[Document segment]
Another advantage of home phlebotomy is that it increases the percentage of lab test orders patients actually fill. Cohen said that patients never go through with about 30 percent of tests ordered by doctors. For patients using the Scarlet service that figure is around 10 percent, which both boosts BioReference's requisition volume and could potentially improve patient outcomes.

Northwell's Eller likewise said that the LabFly service had helped improve patient compliance with getting lab work completed.

He suggested that services like LabFly will continue to grow as telemedicine and home testing advance.

"It opens up opportunities to continue the evolution in telemedicine and for us to perform lab testing in patients' homes where they can get their results right then and there," he said. "As technology advances, I think it's important that we build this infrastructure."

Northwell is interested in offering the LabFly system to outside healthcare systems, as well, Eller said, noting that it is in discussions with some systems about that possibility.

"Typically, hospital-based laboratories may or may not be great revenue generators for their systems, so investing in the development of a product like [LabFly] might be a stretch for some smaller health system laboratories," he said. "But if they can get an out-of-the-box solution that they can just plug in, it could work for them, and that is where we are concentrating a lot of our efforts."

Cohen said BioReference has been approached by other labs interested in using the Scarlet system and that the company is "thinking through that as we speak."

"We won't keep it only to BioReference, it looks like, because there is a lot of demand," he said.

[Provided material]
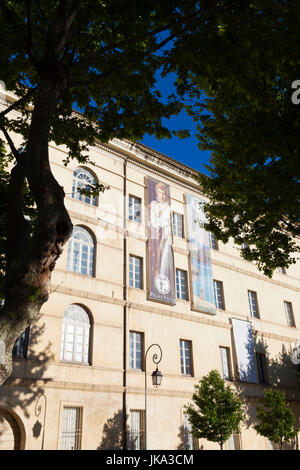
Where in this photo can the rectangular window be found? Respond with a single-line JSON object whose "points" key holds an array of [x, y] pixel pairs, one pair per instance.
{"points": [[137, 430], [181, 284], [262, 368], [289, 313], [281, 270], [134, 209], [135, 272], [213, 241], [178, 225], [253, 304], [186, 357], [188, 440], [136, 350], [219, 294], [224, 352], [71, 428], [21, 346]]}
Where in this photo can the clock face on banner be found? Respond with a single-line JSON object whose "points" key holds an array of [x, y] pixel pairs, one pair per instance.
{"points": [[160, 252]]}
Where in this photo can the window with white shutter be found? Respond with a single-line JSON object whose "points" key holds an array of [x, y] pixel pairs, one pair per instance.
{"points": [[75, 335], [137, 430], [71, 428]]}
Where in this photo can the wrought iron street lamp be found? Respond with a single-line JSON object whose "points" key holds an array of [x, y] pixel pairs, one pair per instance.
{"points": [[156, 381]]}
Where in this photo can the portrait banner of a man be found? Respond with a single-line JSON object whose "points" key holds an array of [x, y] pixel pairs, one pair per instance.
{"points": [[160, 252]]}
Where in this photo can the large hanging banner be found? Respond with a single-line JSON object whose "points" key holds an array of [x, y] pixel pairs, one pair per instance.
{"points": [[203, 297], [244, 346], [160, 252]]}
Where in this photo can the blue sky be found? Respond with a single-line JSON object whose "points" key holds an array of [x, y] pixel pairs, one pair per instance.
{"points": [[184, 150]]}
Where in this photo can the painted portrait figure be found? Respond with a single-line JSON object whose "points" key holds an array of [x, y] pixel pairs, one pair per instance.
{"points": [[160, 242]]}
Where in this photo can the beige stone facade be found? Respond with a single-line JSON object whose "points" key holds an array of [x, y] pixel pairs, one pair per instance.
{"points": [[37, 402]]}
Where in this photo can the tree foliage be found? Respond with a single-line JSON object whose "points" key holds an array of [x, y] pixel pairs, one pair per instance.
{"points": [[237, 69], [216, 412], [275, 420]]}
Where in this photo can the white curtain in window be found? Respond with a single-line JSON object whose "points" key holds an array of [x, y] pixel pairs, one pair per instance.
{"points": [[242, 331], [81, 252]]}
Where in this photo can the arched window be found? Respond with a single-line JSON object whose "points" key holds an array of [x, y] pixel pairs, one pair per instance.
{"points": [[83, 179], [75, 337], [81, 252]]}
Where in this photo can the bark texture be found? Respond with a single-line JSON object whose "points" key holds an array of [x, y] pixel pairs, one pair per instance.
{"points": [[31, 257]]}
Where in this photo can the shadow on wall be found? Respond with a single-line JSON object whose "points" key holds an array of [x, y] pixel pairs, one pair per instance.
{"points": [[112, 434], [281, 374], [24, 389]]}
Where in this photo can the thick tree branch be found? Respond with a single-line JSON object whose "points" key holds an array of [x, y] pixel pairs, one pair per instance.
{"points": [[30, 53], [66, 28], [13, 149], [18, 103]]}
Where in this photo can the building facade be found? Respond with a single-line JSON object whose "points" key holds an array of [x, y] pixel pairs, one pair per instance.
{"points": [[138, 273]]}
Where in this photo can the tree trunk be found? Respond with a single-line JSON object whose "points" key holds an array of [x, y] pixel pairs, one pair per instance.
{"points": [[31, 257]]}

==

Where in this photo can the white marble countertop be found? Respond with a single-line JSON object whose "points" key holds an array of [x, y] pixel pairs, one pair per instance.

[Required tasks]
a) In the home phlebotomy passage, what share of the lab tests that doctors order do patients never go through with?
b) Translate this sentence from the home phlebotomy passage into Spanish: "He suggested that services like LabFly will continue to grow as telemedicine and home testing advance."
c) Copy the home phlebotomy passage word for word from "He suggested that" to "about that possibility.".

[Solution set]
a) About 30 percent.

b) Sugirió que servicios como LabFly seguirán creciendo a medida que avancen la telemedicina y las pruebas a domicilio.

c)
He suggested that services like LabFly will continue to grow as telemedicine and home testing advance.

"It opens up opportunities to continue the evolution in telemedicine and for us to perform lab testing in patients' homes where they can get their results right then and there," he said. "As technology advances, I think it's important that we build this infrastructure."

Northwell is interested in offering the LabFly system to outside healthcare systems, as well, Eller said, noting that it is in discussions with some systems about that possibility.